__Document text__.
· · · · ·

Blessings and Sudden Intimacies: Musings of a Pediatric Intensivist, a 2016 memoir by Greg Stidham, MD, begins with a “sudden intimacy,” an encounter with a parent whose son has just died. The boy’s mother, after asking Dr. Stidham's permission, takes hold of and strokes his beard, an emblem of his sense of self.
It's that kind of startling detail, one remembered and deeply felt, that stands out in this medical memoir. In many ways, the author followed the normal trajectory of a clinician's path: After growing up in Cleveland, and excelling in school, Dr. Stidham attended Notre Dame and the Medical College of Ohio. In the 1970s, he was a fellow at Johns Hopkins, which had one of five Pediatric Critical Care training programs in the country. What starts to emerge in the narrative is Dr. Stidham's heightened sense of purpose: He went on to establish a pediatric palliative care program, the first in the region, at LeBonheur Children’s Medical Center hospital in Memphis, where he spent twenty-eight years of his career.
Encounters with critically ill and dying children and their parents present the poignant “sudden intimacies” of the book. The “blessings” of the title refer to the young patients, families and healthcare personnel who touch him. But they are also more broadly defined, as when Dr. Stidham writes about his early career, that “without that training and the opportunity to gain [pediatric critical care] expertise I would not have had the adventures that blessed the rest of my life.” The book is just as much about his personal as his professional life, and he says the two are “inextricably intertwined.” This is reflected in the structure of the book, which moves around in time and ranges wide geographically. We are taken on hiking trips to Colorado, camping trips in Arkansas, to Nicaragua where he helped set up a pediatric cardiac surgery program, and to Kingston, Ontario where he moved late in his career.

· · · · ·

__Exercise brief__. Could you print the whole passage above about Greg Stidham's memoir, word for word?

· · · · ·

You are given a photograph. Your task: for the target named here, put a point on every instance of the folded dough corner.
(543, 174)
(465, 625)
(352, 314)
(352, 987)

· · · · ·

__Expected output__.
Blessings and Sudden Intimacies: Musings of a Pediatric Intensivist, a 2016 memoir by Greg Stidham, MD, begins with a “sudden intimacy,” an encounter with a parent whose son has just died. The boy’s mother, after asking Dr. Stidham's permission, takes hold of and strokes his beard, an emblem of his sense of self.
It's that kind of startling detail, one remembered and deeply felt, that stands out in this medical memoir. In many ways, the author followed the normal trajectory of a clinician's path: After growing up in Cleveland, and excelling in school, Dr. Stidham attended Notre Dame and the Medical College of Ohio. In the 1970s, he was a fellow at Johns Hopkins, which had one of five Pediatric Critical Care training programs in the country. What starts to emerge in the narrative is Dr. Stidham's heightened sense of purpose: He went on to establish a pediatric palliative care program, the first in the region, at LeBonheur Children’s Medical Center hospital in Memphis, where he spent twenty-eight years of his career.
Encounters with critically ill and dying children and their parents present the poignant “sudden intimacies” of the book. The “blessings” of the title refer to the young patients, families and healthcare personnel who touch him. But they are also more broadly defined, as when Dr. Stidham writes about his early career, that “without that training and the opportunity to gain [pediatric critical care] expertise I would not have had the adventures that blessed the rest of my life.” The book is just as much about his personal as his professional life, and he says the two are “inextricably intertwined.” This is reflected in the structure of the book, which moves around in time and ranges wide geographically. We are taken on hiking trips to Colorado, camping trips in Arkansas, to Nicaragua where he helped set up a pediatric cardiac surgery program, and to Kingston, Ontario where he moved late in his career.